== TEXT PASSAGE ==

3 implementation plan
william le roux edited this page 2026-04-01 16:51:37 +03:00

Implementation Plan: Verified Next Work

This file is not a speculative roadmap. It records the next delivery work that is justified by the current repository state and the current repo-truth docs.

What Is Already In Place

The checked-in repo already has:

  • DOCX intake and preflight
  • extraction, translation, QA, and reassembly workflow code
  • TMX export/import review flow
  • glossary and memory APIs
  • project, provider, and policy configuration APIs
  • artifact retention metadata and signed download behavior
  • optional OpenSearch-backed glossary retrieval
  • Celery-based staged async workflow dispatch
  • maintenance execution for retention cleanup, stale-candidate cleanup, review-coverage refresh, and integrity checks
  • job comparison, audit search, and review-coverage reporting
  • authenticated API access with operator/admin role enforcement
  • governance deletion/deactivation controls for artifacts and memory records
  • a session-authenticated Django-template operator console for the core workflow
  • background batch intake through queued submit_batch_item tasks
  • filename-based file history with per-run artifact access and run-to-run comparison
  • startup recovery for stale in_progress jobs
  • an enforced 80% coverage floor for the maintained app surface plus an opt-in live integration smoke harness

Recent Plan Items That Are No Longer Gaps

The older version of this plan treated these as pending work. They are now part of the baseline and should not be planned again unless they need follow-on refinement:

  • API authentication and authorization
  • audit attribution hardening
  • governance deletion controls
  • maintenance task implementation
  • the minimum operator console
  • queued batch intake and monitoring
  • the file-history console and run comparison baseline

Highest-Value Verified Gaps

These are the most important remaining gaps after reviewing Current Product Scope and Runtime Architecture.

1. File Identity And Lineage Contract

The repo now ships a useful file-history console, but it is still a filename-based grouping layered over DocumentVersion, Job, and Artifact rows.

What is missing:

  • an explicit supported identity contract for "the same file across runs" beyond project + source_filename
  • a stronger collision policy than "collapse and warn" when two unrelated files share the same filename inside one project
  • a rename story if the same logical file later arrives under a different filename
  • optional storage provenance capture such as object etag or provider version_id, without making bucket versioning the primary lineage key

2. File-Centric Comparison And Monitoring

The console can already inspect segments, compare runs, and expose final DOCX and TMX artifacts per run. The remaining gap is turning that into a first-class, supportable file-centric contract rather than a helpful operator-only view.

===
== SUPPLIED ENTRIES ==

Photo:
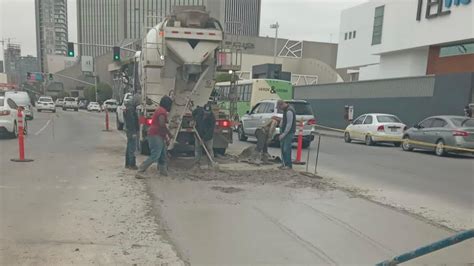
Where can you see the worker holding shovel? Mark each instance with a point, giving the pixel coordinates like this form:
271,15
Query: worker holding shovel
205,123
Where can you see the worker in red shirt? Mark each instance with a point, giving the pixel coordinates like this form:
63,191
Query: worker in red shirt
158,139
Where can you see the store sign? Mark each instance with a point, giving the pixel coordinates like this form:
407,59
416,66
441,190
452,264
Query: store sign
437,8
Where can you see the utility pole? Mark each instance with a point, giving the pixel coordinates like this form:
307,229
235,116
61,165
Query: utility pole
275,26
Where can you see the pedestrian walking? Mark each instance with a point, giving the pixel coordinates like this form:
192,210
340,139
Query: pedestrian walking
158,139
131,128
205,123
287,132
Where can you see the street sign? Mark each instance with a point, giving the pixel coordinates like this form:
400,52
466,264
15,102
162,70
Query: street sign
87,63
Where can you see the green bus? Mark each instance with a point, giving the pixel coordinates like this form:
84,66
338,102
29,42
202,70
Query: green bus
249,92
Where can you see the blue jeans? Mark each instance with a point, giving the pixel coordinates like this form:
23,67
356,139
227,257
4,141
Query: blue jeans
131,148
157,153
285,144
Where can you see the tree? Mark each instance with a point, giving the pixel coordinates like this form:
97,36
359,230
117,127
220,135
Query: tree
104,92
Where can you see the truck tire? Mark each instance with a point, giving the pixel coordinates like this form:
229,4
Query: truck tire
144,149
119,125
241,133
220,151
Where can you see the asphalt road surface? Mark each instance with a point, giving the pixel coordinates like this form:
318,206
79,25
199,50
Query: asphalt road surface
441,188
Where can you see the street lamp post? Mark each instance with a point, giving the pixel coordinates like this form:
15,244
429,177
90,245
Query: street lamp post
275,26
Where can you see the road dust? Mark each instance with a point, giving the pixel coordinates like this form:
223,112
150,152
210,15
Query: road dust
241,173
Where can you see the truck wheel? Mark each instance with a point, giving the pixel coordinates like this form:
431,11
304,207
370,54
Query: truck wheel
241,133
119,125
220,151
306,144
144,149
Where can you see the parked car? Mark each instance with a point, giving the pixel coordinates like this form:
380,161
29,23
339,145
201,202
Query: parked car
70,103
22,99
110,105
439,133
120,109
45,103
59,102
373,128
93,106
263,111
9,116
83,104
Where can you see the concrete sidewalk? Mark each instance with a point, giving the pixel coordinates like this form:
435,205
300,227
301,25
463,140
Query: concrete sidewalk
261,220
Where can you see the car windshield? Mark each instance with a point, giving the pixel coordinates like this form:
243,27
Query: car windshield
388,119
301,108
45,99
463,122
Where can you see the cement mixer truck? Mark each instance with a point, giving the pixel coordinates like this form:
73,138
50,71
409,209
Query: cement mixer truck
179,58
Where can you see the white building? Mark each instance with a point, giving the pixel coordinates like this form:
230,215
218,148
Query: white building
401,38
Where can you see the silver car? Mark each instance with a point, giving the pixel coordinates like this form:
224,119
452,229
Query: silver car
440,134
263,112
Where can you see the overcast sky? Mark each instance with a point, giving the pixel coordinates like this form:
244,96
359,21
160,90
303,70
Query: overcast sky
314,20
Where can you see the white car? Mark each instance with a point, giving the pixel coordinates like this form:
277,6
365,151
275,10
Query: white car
263,112
70,103
46,103
93,106
110,105
9,116
373,128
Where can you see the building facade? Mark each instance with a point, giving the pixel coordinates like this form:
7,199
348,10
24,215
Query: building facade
111,22
390,39
12,55
51,30
239,17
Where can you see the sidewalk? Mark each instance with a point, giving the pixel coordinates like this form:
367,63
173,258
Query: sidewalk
281,218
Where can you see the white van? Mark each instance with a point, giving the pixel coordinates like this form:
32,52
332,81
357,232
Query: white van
22,99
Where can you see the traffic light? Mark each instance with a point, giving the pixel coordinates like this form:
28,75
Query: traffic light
116,53
70,49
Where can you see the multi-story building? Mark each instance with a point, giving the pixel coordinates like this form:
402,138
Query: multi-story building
24,65
11,56
390,39
238,17
51,30
110,22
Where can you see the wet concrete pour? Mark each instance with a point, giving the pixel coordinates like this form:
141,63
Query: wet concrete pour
255,217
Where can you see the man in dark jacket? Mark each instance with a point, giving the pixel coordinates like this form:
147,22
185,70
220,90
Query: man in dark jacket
132,127
205,123
287,131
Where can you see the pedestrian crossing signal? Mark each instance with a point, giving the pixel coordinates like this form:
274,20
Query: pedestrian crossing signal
70,49
116,53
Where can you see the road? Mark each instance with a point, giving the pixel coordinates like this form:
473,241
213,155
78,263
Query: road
73,204
440,189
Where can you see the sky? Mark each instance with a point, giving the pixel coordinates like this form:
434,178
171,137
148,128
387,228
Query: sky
312,20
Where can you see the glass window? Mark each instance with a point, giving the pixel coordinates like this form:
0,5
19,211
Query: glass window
459,49
459,122
359,120
368,120
388,119
427,123
378,25
439,123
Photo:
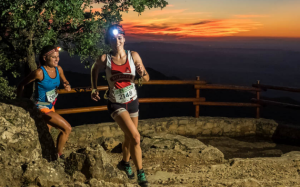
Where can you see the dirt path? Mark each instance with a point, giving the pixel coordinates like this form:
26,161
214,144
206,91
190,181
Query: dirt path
249,162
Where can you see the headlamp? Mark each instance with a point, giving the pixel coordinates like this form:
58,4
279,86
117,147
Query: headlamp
115,32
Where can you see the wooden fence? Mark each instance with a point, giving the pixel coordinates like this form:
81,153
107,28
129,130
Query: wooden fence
197,100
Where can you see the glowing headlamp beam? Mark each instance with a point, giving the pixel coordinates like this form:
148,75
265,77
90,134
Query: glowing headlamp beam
115,32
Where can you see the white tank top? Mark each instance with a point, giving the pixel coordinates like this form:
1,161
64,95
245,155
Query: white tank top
120,80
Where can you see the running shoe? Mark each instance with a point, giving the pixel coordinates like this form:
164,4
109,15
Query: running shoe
126,168
142,181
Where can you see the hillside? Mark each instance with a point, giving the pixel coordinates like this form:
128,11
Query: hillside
156,110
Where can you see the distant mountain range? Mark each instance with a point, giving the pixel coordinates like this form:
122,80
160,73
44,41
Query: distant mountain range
157,110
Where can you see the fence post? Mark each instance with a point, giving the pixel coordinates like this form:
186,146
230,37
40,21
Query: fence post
258,97
197,107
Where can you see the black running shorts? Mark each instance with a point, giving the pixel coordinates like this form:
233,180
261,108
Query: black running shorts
116,109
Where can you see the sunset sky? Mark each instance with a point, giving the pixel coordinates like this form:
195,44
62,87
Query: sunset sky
192,19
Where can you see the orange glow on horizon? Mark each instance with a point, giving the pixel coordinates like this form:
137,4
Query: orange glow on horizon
195,19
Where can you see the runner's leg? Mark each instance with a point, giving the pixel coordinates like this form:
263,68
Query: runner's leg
55,120
130,130
126,143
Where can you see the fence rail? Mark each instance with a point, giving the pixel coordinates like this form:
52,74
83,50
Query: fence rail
197,100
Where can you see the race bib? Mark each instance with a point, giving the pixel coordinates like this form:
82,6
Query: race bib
51,95
125,95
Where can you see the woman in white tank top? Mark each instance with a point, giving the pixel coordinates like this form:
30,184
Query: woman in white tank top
121,67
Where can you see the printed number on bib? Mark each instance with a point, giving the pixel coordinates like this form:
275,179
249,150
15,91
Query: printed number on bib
51,95
124,95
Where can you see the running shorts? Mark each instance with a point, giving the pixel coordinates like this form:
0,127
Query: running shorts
116,109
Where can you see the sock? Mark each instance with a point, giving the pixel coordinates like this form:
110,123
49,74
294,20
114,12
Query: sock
125,163
140,171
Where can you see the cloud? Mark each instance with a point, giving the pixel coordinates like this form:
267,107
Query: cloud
251,16
166,11
203,28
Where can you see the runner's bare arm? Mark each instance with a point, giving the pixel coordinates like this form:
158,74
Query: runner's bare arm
36,74
97,66
140,68
63,79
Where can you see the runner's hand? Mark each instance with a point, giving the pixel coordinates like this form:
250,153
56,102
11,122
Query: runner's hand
95,95
140,70
67,87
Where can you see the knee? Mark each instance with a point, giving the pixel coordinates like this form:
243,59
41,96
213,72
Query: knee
68,130
135,140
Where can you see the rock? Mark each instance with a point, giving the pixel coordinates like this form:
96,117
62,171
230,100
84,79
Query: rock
95,183
94,162
24,138
45,174
212,154
247,183
111,143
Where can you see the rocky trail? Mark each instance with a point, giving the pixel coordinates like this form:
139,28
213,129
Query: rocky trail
27,156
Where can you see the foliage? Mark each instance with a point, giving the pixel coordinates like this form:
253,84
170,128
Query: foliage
6,91
28,25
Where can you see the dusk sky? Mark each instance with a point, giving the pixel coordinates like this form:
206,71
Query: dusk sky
191,19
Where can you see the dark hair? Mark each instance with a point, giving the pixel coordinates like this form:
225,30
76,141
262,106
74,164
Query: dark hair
109,31
45,50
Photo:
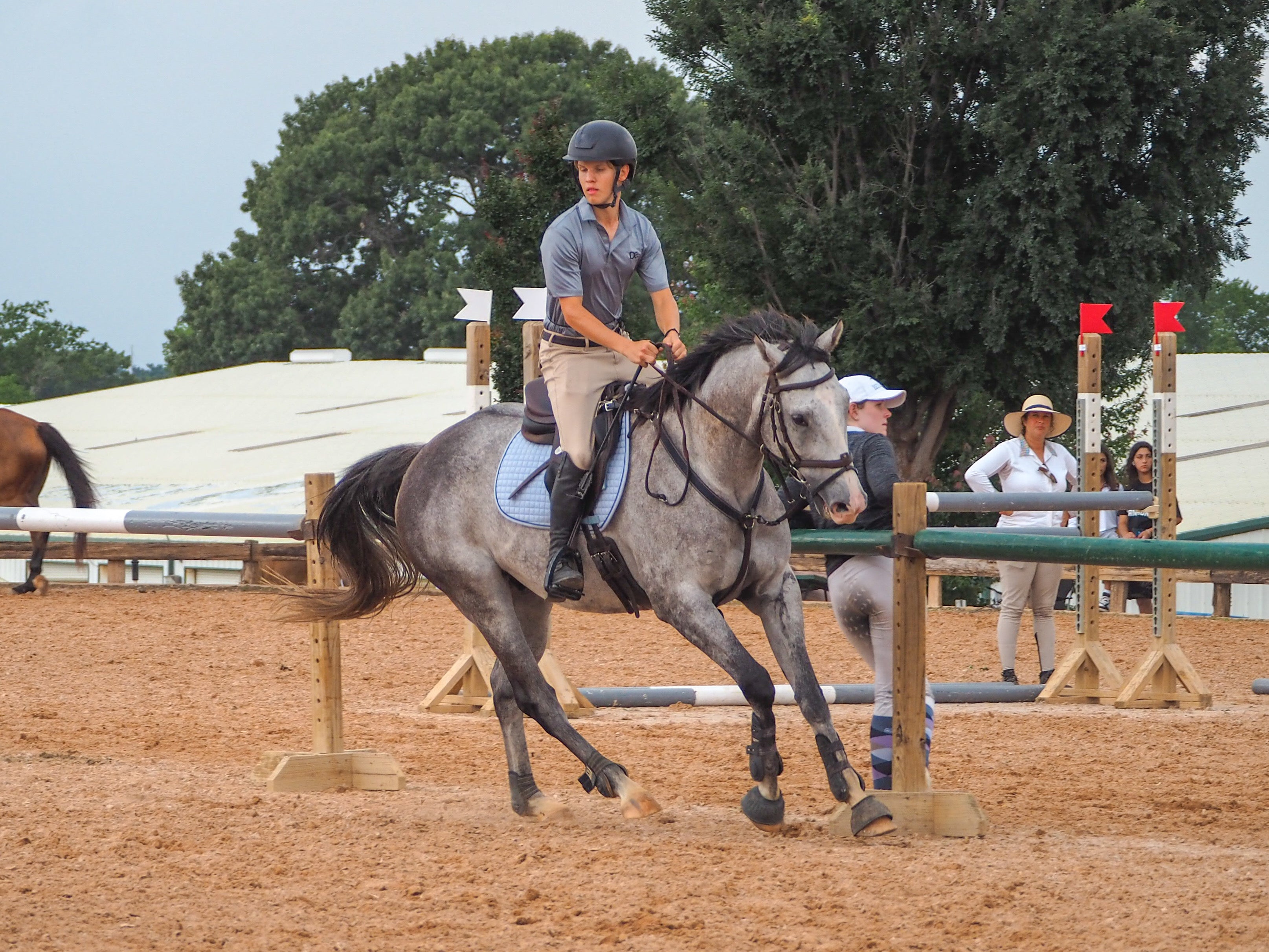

===

*QUESTIONS:*
A: According to the implementation plan, what coverage floor is enforced for the maintained app surface?
B: Rewrite the part of the implementation plan starting with "Highest-Value Verified Gaps" and going on through "and Artifact rows.", replacing "DocumentVersion" with "DocumentRevision".
The entries are not needed for the tasks.

*ANSWERS TO EACH TASK:*
A: An 80% coverage floor is enforced.

B:
Highest-Value Verified Gaps

These are the most important remaining gaps after reviewing Current Product Scope and Runtime Architecture.

1. File Identity And Lineage Contract

The repo now ships a useful file-history console, but it is still a filename-based grouping layered over DocumentRevision, Job, and Artifact rows.